Data supplied:
§

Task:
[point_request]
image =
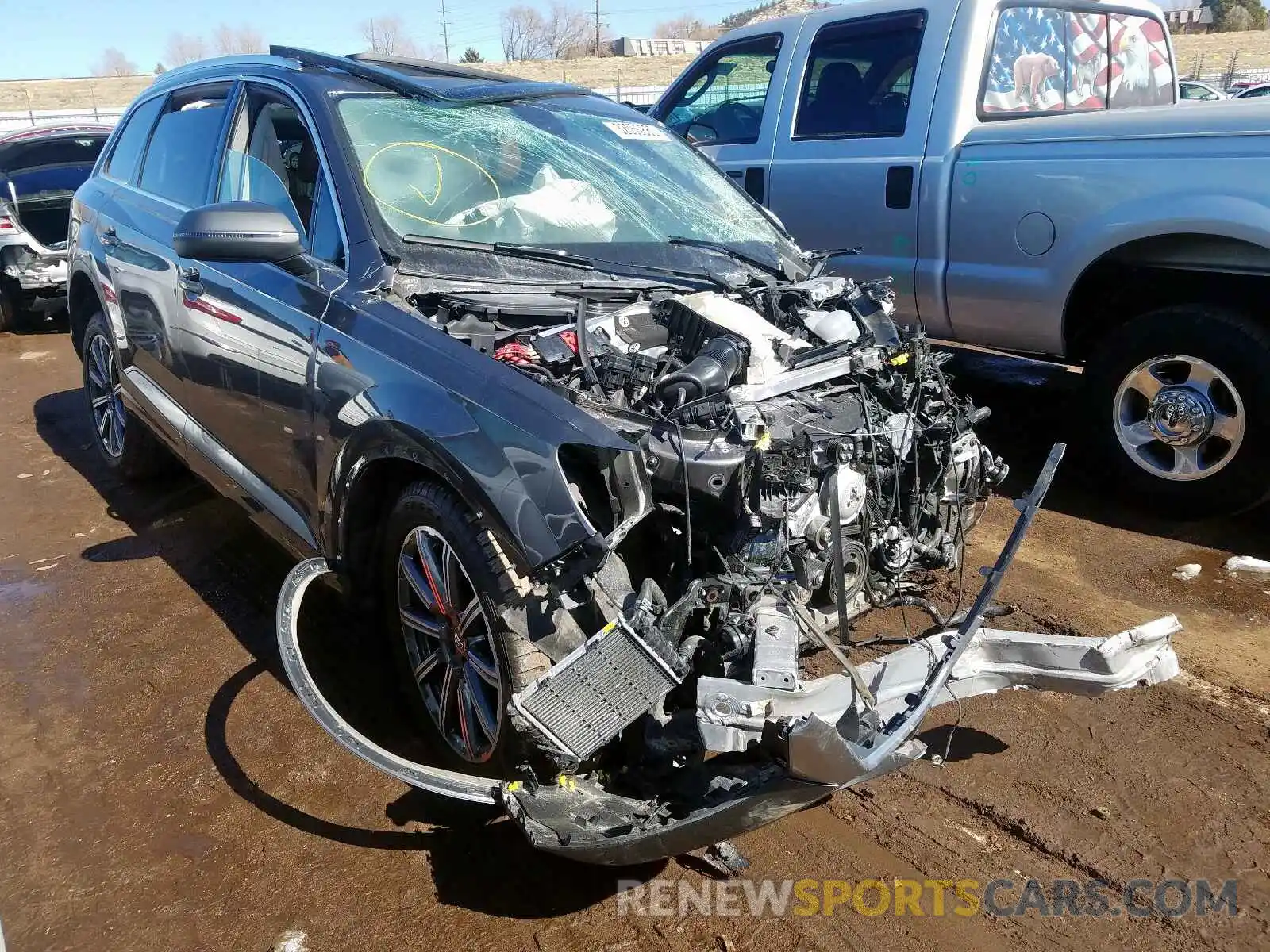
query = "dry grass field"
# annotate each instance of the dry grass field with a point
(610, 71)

§

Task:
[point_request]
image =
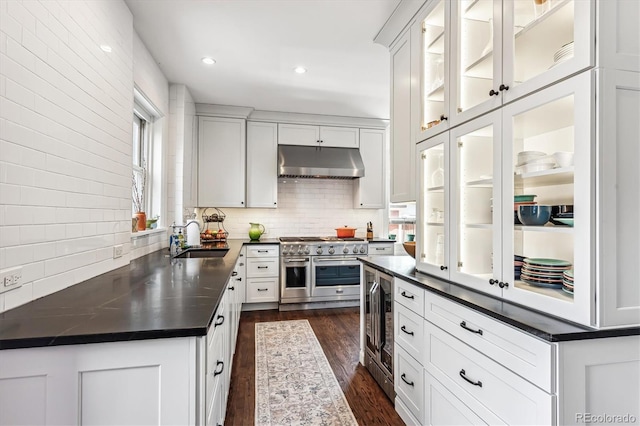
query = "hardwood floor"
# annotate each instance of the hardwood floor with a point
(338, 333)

§

Work to complete:
Locate every line above that contains the string "field" and reproduce each of those lines in full.

Reply to the task:
query = "dry grass field"
# annotate each instance of the dry grass field with a point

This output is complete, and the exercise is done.